START MATERIAL PROVIDED

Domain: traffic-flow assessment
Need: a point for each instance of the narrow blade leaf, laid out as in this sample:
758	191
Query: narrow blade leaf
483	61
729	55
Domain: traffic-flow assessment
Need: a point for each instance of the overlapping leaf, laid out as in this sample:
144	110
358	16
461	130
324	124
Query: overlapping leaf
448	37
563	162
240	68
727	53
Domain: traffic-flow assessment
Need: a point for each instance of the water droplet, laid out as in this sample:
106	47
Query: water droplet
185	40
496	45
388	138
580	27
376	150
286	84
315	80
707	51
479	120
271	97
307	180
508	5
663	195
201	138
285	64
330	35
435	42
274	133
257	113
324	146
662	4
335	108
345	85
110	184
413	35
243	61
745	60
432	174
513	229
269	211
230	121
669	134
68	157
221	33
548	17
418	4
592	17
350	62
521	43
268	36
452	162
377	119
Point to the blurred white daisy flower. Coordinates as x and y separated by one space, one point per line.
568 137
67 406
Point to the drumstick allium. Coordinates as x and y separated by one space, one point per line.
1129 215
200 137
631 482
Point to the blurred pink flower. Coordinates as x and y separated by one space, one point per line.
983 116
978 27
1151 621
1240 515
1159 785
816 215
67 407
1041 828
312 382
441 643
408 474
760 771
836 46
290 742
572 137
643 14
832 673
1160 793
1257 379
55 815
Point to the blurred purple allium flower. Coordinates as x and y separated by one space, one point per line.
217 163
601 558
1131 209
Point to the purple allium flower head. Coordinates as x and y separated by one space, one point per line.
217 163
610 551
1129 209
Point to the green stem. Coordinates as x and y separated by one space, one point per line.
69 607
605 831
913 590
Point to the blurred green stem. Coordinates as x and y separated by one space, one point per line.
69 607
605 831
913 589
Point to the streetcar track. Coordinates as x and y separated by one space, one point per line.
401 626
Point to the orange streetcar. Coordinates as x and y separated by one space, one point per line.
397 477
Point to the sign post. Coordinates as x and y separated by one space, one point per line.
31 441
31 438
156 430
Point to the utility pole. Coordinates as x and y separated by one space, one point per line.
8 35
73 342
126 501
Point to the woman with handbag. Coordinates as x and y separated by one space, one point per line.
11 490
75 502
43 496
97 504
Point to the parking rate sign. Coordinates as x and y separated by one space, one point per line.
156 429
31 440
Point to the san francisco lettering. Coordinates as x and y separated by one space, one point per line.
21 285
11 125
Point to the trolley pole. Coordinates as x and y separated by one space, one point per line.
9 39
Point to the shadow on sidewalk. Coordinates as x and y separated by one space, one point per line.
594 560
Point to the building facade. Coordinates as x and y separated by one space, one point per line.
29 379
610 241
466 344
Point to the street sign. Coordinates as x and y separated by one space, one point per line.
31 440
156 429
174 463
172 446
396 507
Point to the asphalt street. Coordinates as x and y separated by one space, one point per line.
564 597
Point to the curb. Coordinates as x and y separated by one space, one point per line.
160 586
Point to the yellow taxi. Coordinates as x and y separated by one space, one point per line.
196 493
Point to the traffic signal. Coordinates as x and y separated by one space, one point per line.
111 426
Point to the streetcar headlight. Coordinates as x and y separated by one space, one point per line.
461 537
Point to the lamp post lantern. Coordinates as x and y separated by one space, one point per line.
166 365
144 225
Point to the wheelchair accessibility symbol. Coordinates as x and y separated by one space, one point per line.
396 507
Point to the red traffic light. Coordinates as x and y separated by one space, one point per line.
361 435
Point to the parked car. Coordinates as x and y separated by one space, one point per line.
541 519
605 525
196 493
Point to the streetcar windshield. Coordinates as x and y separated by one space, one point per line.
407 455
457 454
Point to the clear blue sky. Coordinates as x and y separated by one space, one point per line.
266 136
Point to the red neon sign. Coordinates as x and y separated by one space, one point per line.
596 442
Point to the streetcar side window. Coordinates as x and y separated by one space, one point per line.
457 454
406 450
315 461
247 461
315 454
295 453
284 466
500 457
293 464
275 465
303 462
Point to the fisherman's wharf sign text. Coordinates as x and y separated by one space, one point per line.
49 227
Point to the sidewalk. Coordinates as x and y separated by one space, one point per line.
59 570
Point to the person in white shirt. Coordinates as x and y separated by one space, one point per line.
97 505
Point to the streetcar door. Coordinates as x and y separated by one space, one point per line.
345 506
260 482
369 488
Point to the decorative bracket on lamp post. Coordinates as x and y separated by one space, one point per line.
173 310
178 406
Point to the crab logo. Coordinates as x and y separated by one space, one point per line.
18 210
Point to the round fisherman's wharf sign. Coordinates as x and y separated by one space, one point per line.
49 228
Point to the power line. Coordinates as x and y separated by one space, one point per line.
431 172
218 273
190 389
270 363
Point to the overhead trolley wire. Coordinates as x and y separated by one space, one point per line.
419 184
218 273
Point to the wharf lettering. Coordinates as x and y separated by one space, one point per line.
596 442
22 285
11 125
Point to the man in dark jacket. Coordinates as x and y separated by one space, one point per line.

END MATERIAL PROVIDED

### TASK GOAL
In the lines above, find the word "each" and copy every line it occurs in.

### ANSWER BOX
Need: a point for each instance of the narrow blade leaf, laid out as in this sample:
Need: a point for each instance of the overlapping leaf, laid out as in this sample:
Need: a point for each instance of the water droplet, laid out as in this sample:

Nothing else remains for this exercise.